> TO DO:
Answer these questions using the MMO passage below:
1. What is the basic premise of an MMO a fancy version of?
2. What does the passage call the biggest problem with CoH/CoV?
3. What is more rewarding than accomplishing the PvP goals?

> DOCUMENT PASSAGE:

In any case, the basic premise of an MMO is that it's a really fancy version of IRC, or a even a MUD. If you don't use it to chat with people, you're missing the point of the game, it's a place where people talk with others; ideally, with people that you know ahead of time, or in real life. Usually it's with random people.

The play of constant PvP is a way to reap benefits, and in some games, PvP is one of the two main places that the best players of the game are in; the other place being large organized groups of players getting their timing and movement learned for how to solve the puzzle of end-game bosses.

I think that the biggest problem is that CoH/CoV doesn't give real rewards for the things that they want their players to do; PvP.

It's more rewarding to grind the mobs that exist in the PvP area, instead of actually accomplishing the PvP goals (capture a bunch of "pillboxes").

> DATASET EXCERPTS:
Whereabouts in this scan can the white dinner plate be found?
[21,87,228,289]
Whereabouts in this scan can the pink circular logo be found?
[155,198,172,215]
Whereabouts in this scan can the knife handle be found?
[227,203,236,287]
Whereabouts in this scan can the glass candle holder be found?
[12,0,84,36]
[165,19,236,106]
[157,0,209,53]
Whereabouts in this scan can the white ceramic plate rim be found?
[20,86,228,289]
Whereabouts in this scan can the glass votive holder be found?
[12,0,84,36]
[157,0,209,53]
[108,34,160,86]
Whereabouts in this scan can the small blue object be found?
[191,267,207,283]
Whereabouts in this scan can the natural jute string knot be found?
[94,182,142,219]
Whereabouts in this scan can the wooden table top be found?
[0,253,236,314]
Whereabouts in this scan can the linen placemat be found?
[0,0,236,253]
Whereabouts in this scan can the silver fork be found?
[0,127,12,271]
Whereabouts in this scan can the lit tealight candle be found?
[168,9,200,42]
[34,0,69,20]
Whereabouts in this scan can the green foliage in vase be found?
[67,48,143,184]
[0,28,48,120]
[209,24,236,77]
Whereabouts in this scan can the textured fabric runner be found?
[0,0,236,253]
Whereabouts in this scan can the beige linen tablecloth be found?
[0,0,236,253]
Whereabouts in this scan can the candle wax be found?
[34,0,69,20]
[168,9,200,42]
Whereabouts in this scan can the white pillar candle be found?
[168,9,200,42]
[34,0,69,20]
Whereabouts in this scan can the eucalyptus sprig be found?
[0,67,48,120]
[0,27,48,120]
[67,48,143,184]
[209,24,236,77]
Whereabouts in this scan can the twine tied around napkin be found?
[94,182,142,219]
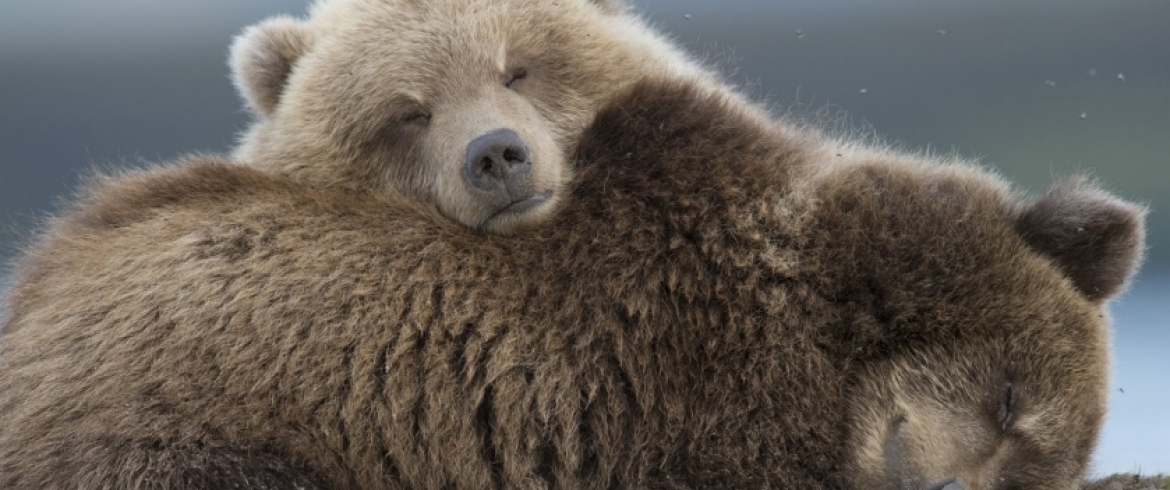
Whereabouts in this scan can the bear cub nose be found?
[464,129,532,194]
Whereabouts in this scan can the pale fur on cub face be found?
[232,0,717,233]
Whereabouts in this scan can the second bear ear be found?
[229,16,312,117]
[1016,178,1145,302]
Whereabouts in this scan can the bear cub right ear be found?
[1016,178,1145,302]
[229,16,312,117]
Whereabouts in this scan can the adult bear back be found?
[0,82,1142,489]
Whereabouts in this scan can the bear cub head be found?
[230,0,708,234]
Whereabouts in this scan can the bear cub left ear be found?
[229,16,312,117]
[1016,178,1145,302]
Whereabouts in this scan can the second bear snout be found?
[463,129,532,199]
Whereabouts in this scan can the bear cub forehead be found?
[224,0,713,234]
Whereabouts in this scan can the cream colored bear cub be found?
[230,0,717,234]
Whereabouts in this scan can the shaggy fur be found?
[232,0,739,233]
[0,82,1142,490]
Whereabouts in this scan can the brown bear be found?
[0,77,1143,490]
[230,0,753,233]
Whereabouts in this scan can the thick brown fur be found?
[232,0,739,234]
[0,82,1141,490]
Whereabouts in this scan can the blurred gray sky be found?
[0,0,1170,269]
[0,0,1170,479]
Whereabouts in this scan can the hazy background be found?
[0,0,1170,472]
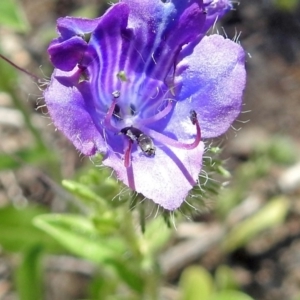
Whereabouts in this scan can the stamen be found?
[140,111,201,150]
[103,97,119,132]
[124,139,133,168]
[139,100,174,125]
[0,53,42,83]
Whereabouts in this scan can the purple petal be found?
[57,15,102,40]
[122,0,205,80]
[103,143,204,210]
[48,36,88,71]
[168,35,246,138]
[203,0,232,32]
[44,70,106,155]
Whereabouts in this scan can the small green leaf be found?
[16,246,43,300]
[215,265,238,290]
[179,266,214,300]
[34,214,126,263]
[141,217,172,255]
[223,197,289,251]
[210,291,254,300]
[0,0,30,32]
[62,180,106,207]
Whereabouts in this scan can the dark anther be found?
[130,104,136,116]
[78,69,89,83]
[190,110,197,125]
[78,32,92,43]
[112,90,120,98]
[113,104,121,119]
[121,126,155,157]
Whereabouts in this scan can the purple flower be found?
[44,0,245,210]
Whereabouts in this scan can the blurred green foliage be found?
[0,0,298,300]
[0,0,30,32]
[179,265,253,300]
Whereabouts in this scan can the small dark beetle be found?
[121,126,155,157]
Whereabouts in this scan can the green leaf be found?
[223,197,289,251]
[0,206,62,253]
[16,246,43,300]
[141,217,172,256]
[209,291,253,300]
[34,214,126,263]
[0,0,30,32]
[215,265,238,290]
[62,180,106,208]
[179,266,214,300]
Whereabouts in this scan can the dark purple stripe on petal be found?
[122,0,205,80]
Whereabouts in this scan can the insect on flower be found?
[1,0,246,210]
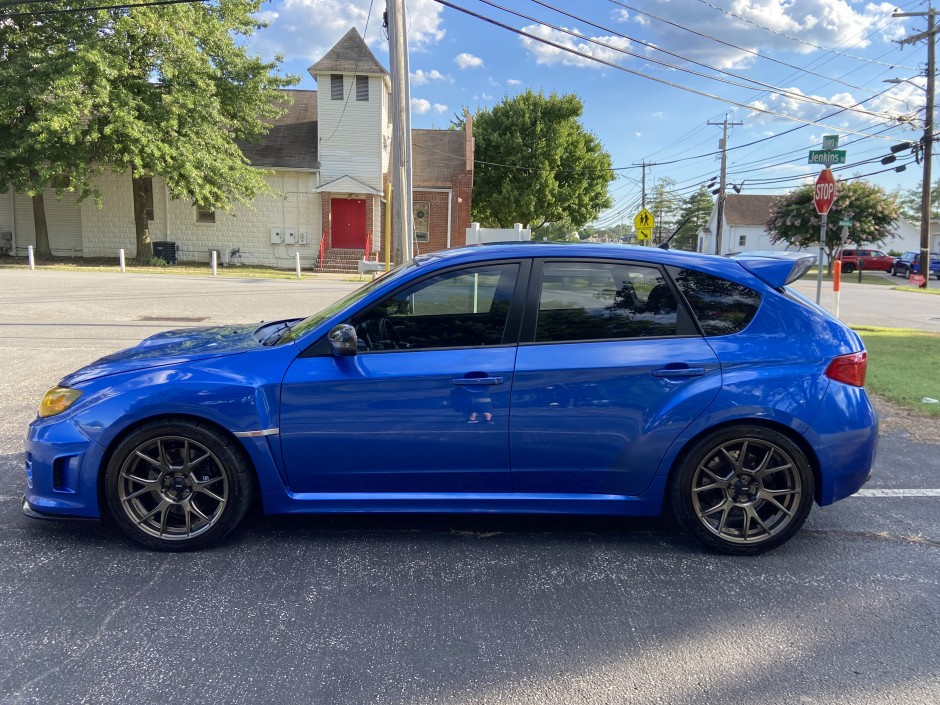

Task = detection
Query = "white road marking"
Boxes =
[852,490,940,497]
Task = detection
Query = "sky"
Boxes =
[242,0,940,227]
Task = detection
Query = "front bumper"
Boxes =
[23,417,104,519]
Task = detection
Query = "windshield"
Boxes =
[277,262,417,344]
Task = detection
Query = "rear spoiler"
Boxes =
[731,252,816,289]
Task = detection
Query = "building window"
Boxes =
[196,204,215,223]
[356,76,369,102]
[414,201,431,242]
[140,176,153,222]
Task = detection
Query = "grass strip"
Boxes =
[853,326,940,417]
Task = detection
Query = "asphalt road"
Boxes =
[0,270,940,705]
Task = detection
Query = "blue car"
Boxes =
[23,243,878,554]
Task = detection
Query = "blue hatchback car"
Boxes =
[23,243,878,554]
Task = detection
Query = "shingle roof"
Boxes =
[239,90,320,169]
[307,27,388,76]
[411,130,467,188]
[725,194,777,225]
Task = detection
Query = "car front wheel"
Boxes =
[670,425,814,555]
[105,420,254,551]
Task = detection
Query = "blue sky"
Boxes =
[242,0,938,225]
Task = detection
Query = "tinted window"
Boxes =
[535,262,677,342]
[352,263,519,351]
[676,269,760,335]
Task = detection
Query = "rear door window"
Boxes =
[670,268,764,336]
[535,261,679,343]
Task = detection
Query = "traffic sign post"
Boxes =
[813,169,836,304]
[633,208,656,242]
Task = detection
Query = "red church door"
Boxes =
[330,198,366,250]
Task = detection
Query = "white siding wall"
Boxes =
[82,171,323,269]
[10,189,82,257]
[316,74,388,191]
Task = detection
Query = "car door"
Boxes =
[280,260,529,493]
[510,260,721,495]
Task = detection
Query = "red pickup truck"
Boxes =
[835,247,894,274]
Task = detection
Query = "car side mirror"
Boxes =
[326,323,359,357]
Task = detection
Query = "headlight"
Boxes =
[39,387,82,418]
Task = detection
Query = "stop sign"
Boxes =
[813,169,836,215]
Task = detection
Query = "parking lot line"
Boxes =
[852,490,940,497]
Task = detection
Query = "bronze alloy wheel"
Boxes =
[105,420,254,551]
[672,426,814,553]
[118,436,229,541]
---
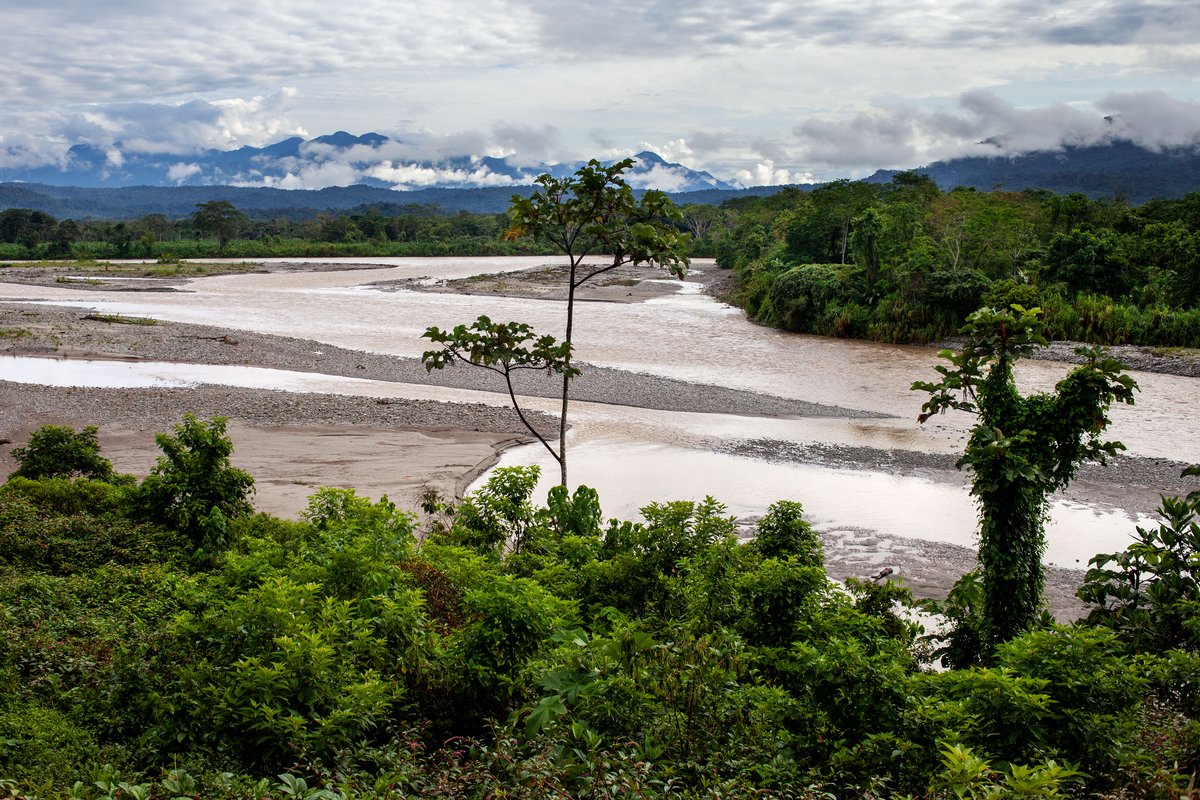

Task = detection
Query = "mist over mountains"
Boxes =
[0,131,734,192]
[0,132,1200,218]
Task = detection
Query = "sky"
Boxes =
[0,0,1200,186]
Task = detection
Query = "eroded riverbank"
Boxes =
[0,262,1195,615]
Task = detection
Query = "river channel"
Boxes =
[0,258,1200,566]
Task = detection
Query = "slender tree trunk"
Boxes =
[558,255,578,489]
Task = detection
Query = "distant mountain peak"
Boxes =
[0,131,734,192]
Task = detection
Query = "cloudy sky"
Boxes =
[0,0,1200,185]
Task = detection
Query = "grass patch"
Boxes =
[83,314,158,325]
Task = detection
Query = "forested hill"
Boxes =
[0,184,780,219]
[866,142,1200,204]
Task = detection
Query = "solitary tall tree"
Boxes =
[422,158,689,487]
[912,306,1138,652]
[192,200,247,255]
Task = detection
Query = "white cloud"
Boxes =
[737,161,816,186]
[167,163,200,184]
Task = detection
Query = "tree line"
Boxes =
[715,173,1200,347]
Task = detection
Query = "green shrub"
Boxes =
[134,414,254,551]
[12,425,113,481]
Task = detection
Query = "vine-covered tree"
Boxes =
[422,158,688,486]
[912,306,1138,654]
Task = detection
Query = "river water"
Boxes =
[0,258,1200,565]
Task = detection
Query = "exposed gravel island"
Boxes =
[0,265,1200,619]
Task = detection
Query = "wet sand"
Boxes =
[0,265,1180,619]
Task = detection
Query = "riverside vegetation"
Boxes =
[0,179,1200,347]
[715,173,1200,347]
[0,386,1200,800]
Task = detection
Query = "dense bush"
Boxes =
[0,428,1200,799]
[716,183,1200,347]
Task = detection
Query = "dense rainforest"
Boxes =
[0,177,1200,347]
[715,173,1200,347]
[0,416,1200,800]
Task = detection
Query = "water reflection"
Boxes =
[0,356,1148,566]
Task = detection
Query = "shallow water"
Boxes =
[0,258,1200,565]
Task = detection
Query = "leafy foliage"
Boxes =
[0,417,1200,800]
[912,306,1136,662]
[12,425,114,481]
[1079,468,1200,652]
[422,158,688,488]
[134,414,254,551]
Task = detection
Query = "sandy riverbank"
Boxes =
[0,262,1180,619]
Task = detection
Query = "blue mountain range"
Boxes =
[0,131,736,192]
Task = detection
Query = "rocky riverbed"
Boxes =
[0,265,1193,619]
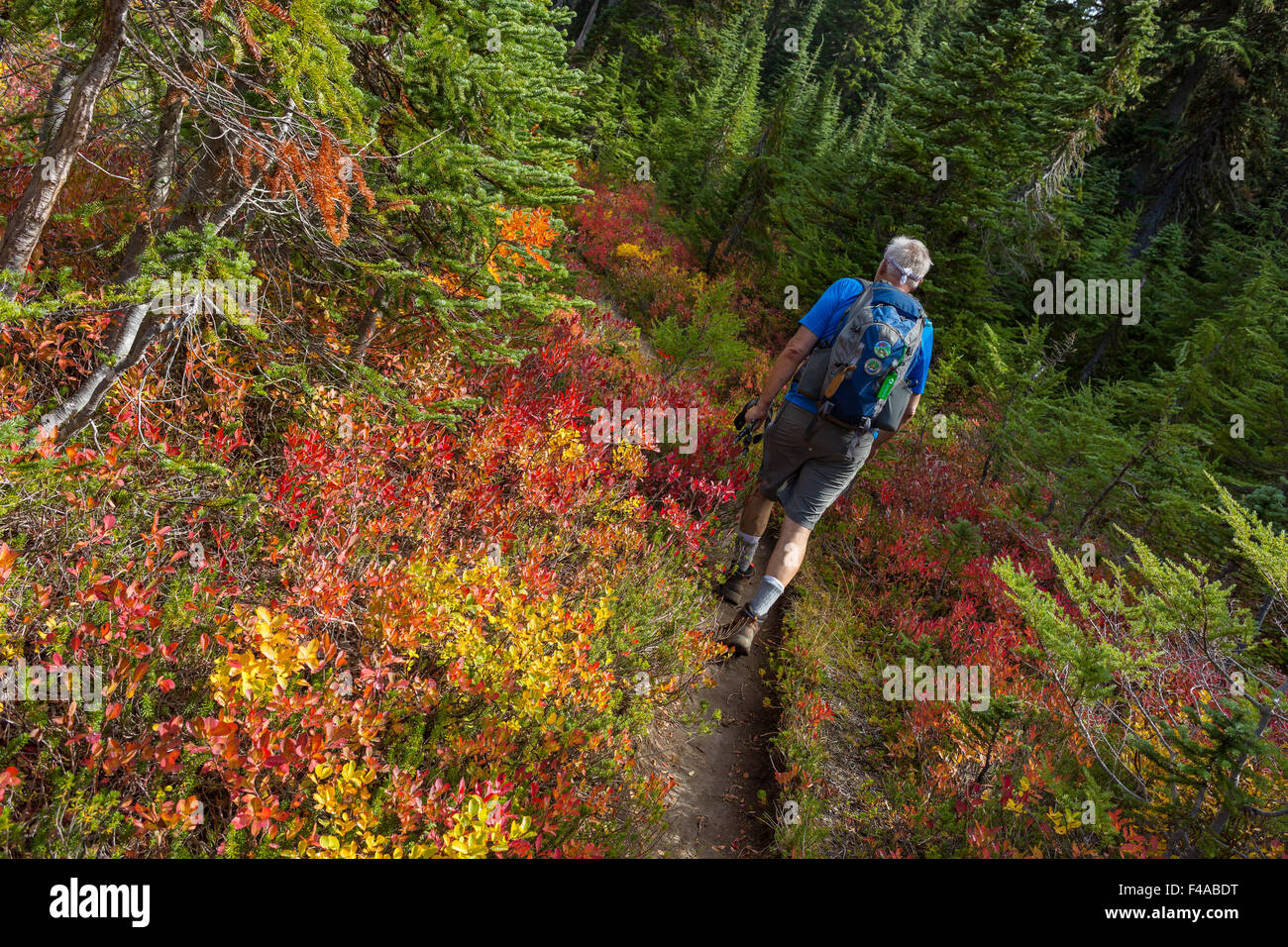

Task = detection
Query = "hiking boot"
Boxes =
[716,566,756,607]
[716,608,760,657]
==
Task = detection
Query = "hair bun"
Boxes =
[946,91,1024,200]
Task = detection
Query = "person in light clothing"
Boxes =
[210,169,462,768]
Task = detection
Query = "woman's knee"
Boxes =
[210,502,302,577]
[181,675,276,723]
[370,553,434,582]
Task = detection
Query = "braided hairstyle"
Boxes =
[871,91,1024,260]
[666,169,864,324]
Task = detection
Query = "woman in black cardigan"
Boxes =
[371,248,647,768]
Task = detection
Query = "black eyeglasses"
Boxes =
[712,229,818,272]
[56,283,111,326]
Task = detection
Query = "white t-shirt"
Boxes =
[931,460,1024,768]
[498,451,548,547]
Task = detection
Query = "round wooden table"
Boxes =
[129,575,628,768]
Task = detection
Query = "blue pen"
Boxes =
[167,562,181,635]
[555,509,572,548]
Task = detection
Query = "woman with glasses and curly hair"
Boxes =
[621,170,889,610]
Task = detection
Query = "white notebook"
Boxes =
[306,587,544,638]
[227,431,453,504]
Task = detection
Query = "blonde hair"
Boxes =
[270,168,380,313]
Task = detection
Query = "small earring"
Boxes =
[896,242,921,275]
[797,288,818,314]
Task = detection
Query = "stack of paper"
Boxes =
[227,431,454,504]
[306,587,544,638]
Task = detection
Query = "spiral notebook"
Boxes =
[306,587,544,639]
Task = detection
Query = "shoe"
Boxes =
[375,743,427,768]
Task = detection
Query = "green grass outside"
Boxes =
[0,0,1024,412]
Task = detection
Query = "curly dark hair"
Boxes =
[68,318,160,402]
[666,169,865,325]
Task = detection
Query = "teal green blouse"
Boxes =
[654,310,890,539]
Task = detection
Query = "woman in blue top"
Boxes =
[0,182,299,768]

> PROBLEM SOLUTION:
1. A really fancy version of IRC, or even a MUD.
2. It doesn't give real rewards for the things it wants its players to do, which is PvP.
3. Grinding the mobs that exist in the PvP area.